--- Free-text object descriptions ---

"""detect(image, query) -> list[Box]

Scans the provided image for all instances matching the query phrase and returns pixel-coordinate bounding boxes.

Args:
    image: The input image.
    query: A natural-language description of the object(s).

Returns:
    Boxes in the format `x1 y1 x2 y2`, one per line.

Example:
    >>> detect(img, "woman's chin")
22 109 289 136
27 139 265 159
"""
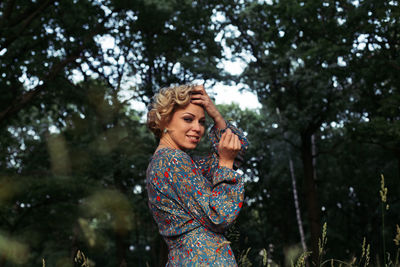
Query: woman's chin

--- The problem ---
Where the string "image" appears in a line of the entries above, return that line.

--- Answer box ---
"""detect(image, query) -> list[Box]
Scans the provided image for all instances matching the query phrase and returns pixel-coordinate bounding boxes.
    image: The input image.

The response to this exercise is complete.